-- START Data listing --

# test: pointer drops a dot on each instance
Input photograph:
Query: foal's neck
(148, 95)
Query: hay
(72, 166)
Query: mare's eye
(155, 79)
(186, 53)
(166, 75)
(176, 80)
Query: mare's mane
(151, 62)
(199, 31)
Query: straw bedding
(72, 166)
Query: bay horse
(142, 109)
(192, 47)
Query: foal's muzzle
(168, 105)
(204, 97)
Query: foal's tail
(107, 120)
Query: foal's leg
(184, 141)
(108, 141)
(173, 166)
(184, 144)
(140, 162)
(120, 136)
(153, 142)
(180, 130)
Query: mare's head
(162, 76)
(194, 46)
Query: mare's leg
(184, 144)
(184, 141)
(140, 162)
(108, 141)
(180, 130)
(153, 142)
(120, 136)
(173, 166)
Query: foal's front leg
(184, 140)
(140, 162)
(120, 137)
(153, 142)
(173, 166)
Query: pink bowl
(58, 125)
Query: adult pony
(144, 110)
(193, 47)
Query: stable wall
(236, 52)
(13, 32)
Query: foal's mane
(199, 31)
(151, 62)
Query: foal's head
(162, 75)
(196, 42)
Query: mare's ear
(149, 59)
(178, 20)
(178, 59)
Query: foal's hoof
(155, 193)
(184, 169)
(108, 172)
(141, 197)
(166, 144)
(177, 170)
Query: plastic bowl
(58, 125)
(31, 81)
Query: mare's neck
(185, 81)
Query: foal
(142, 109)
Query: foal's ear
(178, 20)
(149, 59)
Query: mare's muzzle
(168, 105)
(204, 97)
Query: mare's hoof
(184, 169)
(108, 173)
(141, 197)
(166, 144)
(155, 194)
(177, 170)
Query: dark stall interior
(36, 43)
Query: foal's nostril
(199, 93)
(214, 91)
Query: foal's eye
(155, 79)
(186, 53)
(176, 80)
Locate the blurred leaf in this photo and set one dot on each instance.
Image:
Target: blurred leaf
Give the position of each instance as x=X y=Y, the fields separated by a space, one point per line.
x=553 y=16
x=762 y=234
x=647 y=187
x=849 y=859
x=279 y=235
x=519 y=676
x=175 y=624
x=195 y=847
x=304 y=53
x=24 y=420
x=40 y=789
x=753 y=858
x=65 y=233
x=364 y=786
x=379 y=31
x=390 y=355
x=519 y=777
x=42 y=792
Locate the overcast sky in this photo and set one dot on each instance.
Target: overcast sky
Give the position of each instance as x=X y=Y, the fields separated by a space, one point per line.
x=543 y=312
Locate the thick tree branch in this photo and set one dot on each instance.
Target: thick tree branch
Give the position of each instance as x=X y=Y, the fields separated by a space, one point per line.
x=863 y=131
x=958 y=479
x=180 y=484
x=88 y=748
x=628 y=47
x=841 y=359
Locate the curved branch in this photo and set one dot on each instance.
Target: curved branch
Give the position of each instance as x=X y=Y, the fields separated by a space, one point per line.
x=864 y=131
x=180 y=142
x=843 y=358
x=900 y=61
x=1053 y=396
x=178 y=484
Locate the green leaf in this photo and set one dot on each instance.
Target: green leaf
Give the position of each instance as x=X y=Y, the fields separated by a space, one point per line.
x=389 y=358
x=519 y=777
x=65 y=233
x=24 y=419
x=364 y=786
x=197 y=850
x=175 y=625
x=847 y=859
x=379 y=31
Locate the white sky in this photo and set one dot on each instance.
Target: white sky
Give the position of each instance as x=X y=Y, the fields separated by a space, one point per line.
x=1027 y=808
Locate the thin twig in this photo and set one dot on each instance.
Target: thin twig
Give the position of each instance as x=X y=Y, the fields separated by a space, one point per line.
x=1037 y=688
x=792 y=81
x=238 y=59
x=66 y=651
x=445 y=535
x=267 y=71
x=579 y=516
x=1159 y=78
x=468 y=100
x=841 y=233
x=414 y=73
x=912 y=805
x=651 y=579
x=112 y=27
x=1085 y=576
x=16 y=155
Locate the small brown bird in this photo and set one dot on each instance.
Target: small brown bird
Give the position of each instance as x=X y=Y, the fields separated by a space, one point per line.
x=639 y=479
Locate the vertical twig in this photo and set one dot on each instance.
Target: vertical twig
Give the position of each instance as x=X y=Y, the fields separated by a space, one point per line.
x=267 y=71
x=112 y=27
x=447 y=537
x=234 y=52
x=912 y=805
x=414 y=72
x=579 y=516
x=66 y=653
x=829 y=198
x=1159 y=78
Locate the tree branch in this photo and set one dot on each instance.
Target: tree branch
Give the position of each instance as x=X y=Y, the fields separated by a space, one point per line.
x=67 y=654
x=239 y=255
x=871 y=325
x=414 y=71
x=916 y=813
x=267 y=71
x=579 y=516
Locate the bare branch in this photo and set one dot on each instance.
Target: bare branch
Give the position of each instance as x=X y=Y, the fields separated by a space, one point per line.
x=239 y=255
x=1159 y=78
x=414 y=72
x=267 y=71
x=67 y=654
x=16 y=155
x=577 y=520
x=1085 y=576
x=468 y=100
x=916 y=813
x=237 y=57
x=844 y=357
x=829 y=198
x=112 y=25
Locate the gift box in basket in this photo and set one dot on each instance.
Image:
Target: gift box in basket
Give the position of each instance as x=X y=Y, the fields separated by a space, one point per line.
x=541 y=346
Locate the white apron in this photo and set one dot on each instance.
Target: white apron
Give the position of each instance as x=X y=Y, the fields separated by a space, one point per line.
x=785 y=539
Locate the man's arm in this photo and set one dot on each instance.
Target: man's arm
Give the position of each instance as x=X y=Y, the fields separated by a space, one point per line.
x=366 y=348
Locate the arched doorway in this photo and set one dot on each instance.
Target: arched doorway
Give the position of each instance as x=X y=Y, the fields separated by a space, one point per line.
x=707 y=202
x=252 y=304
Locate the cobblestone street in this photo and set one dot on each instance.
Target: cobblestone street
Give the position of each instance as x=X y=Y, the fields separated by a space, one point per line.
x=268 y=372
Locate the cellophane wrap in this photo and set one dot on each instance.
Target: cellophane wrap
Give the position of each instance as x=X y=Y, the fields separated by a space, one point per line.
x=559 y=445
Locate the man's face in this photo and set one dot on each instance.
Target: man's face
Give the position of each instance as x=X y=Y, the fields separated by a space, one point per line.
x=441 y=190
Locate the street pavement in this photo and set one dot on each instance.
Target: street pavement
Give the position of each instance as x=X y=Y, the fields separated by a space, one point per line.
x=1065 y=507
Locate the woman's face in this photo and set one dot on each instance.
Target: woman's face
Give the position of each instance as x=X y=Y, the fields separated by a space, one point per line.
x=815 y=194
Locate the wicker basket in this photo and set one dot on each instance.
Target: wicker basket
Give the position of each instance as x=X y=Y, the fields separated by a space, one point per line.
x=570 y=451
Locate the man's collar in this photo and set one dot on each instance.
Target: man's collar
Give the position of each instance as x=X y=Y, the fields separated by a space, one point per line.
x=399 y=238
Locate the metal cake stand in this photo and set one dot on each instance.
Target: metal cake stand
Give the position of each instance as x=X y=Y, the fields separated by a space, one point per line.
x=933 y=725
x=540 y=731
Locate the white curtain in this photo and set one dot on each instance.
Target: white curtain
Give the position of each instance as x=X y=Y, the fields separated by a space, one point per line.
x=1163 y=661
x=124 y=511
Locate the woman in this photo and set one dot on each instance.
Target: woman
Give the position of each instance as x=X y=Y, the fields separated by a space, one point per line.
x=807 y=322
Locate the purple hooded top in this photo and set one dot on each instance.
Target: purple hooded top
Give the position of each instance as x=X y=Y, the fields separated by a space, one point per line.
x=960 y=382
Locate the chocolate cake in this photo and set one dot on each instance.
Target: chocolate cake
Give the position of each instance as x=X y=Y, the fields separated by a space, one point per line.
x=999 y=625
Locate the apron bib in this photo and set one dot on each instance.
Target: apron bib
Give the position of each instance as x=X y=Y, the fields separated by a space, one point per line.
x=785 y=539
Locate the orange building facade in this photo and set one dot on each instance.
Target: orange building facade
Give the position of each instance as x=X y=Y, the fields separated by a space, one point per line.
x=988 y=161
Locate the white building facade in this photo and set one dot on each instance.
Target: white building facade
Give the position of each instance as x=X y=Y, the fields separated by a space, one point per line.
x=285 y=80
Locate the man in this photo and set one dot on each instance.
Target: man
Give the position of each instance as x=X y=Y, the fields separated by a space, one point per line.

-- END Data listing --

**Brief**
Could you reproduce the records from the line that has "Locate the gift" through the line that has "x=541 y=346", switching "basket" to "crate" and leaving everything else unchanged?

**Response**
Locate the gift box in crate in this photo and set one dot on each instance.
Image:
Target: gift box in crate
Give the position of each instance as x=X y=Y, the fields separated by a space, one point per line.
x=541 y=346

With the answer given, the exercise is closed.